▶ **What is needed**
From the article on code enforcement in Marlinton below, list each step the mayor can take when a property owner has not addressed the issue after ten days.

Scott Gibb has only been the Town of Marlinton Code Enforcement Officer for two months, but in that time, he has made great strides in enforcing the health and sanitation, and nuisance ordinances in regard to dilapidated properties and properties with an excess of items in their yards.
Gibb hit the ground running after he was hired and drove around town, making note of the properties that needed to be cleaned up or dwellings that needed to be torn down. He said he issued nearly 20 letters to property owners, explaining they had 10 days to address the issues.
“If after ten days they hadn’t addressed the issue, the mayor can appoint the appropriate staff members or contractor to come in and remove the debris and then send them a bill, and proceed with any legal action necessary to recoup the bill,” Gibb said. “That’s basically how it got the ball rolling.”
While several residents went into action cleaning up their properties, Gibb said there were a few who had difficulty with the cleanup. Gibb spoke to those residents and offered assistance – be it a free dumpster or a crew to help remove larger items – he said the town was ready and willing to help those who needed it.
One of the biggest transformations was along Upper Tannery Row, where four dilapidated houses were demolished and removed after the property owners realized the dire shape they were in.
“One property owner didn’t know that the houses were that bad,” Gibb said. “They live out of state and saw pictures of the property. Not only did they call us the next afternoon, they had already talked to three different contractors about tearing them down because they were embarrassed.”

▶ **Dataset entries**
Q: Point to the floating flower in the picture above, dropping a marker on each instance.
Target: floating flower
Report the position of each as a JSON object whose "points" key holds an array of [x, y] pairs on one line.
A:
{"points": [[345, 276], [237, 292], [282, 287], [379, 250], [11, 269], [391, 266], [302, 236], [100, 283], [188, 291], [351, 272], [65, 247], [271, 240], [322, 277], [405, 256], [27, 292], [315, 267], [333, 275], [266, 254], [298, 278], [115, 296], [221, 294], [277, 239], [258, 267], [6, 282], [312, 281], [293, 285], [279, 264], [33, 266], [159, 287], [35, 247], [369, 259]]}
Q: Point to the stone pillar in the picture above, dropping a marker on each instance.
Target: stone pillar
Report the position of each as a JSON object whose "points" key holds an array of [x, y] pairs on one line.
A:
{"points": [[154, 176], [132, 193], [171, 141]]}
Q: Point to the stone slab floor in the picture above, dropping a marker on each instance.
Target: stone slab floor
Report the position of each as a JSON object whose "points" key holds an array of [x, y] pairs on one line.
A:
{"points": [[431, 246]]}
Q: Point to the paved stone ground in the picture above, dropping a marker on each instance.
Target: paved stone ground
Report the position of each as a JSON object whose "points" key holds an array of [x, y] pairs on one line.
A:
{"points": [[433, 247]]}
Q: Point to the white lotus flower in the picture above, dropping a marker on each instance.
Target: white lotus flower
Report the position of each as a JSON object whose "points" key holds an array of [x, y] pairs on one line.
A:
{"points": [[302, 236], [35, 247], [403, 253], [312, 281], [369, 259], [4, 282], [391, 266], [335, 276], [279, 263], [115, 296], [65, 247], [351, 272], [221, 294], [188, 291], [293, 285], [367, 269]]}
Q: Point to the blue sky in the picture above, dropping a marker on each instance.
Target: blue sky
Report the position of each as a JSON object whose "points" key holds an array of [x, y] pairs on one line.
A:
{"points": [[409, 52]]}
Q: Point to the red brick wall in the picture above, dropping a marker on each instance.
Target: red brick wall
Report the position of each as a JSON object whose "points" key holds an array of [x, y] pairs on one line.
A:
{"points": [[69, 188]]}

▶ **Task answer**
- Appoint the appropriate staff members or a contractor to come in and remove the debris
- Send the owner a bill
- Proceed with any legal action necessary to recoup the bill